● Extracted entries
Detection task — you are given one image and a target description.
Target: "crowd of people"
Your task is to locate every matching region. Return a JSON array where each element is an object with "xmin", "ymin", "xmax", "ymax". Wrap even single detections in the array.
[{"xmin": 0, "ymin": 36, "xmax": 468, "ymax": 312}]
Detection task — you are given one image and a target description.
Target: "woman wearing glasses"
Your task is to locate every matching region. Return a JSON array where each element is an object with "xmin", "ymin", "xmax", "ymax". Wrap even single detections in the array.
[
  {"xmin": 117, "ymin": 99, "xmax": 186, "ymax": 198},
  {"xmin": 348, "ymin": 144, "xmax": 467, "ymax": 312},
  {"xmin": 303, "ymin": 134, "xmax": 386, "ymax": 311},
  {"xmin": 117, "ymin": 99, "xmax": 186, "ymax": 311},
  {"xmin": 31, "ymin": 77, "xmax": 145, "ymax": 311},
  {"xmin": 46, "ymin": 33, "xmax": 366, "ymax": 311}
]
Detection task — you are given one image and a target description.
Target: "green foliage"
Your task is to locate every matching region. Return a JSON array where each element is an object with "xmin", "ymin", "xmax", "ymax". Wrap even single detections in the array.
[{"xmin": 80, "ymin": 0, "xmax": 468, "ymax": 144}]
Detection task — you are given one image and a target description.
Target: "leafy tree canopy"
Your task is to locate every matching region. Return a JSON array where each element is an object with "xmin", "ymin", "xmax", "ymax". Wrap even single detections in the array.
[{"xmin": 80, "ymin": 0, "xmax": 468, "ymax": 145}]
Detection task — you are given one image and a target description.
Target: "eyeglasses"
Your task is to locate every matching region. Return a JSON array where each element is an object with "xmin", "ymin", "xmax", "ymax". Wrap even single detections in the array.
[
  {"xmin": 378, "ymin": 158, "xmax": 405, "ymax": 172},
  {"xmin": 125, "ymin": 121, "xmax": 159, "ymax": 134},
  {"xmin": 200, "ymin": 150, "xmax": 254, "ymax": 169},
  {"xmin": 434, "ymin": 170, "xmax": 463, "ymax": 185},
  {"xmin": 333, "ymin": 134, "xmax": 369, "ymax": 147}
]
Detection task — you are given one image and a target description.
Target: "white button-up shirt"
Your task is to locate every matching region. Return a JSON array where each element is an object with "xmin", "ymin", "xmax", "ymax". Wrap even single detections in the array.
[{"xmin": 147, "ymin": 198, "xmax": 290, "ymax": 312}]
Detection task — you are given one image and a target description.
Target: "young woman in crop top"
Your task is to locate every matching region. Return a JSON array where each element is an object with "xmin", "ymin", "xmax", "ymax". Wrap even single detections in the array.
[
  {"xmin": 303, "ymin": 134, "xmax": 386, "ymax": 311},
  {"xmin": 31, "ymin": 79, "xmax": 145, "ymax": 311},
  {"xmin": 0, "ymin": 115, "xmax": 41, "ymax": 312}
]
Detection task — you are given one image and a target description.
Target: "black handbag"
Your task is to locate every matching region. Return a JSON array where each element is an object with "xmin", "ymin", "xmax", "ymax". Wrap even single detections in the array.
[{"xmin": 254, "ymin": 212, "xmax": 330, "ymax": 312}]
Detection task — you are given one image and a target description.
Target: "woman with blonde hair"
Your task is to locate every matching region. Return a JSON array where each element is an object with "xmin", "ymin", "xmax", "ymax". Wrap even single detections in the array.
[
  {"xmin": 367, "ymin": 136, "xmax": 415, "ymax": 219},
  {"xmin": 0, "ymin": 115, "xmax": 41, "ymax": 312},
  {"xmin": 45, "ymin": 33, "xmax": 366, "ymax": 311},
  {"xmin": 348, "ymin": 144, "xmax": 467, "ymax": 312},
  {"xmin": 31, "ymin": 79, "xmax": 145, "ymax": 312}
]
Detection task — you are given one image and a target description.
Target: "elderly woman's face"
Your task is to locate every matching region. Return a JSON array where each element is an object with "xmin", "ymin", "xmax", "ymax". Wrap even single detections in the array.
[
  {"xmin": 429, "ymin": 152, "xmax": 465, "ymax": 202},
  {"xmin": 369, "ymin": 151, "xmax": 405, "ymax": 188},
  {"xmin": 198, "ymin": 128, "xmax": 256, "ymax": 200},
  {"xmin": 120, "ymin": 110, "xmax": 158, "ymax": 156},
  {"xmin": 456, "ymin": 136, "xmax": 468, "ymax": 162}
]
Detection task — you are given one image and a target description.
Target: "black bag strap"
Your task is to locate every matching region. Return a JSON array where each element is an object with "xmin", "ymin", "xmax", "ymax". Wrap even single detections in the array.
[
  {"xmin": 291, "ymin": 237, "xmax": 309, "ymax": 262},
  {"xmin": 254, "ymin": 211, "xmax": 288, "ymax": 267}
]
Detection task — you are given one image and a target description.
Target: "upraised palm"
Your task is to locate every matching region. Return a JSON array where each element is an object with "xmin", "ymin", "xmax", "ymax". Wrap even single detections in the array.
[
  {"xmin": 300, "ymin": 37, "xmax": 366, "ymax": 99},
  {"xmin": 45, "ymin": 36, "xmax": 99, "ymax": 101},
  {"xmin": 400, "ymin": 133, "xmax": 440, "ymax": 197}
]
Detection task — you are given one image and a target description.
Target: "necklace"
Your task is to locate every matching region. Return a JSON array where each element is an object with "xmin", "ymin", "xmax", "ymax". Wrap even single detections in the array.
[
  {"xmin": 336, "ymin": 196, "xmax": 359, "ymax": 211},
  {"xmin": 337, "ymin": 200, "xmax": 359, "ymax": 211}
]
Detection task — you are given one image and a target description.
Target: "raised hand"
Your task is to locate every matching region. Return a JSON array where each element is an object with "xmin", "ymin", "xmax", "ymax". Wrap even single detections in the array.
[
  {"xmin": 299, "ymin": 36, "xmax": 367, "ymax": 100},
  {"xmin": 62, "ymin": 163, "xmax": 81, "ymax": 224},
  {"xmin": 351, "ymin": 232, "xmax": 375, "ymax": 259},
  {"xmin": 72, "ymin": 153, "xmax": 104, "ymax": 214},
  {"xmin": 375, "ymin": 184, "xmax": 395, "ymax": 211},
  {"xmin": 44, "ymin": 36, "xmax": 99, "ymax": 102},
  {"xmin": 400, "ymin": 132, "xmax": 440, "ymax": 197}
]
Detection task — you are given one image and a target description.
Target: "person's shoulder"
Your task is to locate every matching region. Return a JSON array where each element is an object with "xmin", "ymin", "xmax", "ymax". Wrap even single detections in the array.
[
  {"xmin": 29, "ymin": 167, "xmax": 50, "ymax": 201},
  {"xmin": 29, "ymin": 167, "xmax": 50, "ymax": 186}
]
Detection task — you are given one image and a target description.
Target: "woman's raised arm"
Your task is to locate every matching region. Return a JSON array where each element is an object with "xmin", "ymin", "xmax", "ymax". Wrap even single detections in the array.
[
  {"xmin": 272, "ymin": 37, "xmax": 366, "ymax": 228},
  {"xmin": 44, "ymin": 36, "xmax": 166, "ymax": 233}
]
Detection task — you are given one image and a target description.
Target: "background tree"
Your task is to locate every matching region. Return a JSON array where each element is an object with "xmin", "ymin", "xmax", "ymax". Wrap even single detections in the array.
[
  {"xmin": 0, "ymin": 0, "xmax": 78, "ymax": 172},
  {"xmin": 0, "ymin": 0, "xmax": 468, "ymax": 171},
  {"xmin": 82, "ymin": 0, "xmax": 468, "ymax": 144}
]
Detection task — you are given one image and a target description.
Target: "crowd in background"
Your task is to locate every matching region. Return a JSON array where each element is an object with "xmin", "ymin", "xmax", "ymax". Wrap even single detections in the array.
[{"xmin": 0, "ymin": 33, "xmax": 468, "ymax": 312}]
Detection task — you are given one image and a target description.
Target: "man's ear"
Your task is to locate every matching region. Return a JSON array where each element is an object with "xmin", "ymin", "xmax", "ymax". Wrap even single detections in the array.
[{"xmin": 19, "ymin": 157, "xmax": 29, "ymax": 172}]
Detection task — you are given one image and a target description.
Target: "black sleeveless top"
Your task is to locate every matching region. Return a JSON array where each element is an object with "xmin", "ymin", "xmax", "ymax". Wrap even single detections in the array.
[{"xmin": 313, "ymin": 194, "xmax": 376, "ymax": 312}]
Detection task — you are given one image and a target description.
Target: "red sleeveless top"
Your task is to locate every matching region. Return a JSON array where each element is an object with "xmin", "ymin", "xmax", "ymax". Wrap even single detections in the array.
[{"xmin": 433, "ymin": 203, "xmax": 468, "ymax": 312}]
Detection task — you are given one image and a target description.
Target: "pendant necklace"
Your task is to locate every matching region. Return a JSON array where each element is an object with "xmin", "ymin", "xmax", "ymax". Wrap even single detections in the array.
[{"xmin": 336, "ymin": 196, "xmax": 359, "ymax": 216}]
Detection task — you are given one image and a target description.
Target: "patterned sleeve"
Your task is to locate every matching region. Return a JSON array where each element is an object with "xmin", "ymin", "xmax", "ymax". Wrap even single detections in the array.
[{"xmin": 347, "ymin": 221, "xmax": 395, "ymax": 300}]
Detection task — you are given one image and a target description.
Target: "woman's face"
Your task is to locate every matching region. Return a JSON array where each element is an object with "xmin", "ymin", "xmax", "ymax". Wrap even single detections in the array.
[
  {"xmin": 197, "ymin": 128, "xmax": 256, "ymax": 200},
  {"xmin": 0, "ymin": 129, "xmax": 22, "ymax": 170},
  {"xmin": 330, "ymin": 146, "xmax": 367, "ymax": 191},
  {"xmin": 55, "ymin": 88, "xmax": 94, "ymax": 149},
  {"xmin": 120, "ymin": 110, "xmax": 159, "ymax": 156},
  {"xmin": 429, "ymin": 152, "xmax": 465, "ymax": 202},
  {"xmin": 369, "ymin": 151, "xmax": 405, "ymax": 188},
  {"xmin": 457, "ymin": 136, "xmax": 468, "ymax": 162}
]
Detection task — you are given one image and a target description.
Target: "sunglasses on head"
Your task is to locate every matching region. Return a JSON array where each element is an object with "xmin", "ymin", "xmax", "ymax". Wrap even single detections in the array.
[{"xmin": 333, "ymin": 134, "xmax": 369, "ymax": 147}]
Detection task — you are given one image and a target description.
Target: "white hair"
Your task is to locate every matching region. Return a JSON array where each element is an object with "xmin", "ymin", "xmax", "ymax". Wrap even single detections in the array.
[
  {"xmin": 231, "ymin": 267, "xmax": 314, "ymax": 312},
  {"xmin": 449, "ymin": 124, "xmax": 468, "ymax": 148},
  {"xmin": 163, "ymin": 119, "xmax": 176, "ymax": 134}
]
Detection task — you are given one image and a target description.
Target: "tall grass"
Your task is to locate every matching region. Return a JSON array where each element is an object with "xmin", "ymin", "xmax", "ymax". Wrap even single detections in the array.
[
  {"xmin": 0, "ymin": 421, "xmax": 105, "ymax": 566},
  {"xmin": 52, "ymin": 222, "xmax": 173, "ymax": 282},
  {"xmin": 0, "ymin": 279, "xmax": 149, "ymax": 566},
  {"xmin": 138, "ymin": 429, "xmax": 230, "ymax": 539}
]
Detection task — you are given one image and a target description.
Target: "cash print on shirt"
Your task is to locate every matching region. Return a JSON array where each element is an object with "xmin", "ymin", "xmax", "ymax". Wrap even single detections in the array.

● What you will do
Pull out every line of the listing above that contains the word "sleeveless", matching case exactly.

● Full solution
Target: "black sleeveless top"
Target: "red sleeveless top"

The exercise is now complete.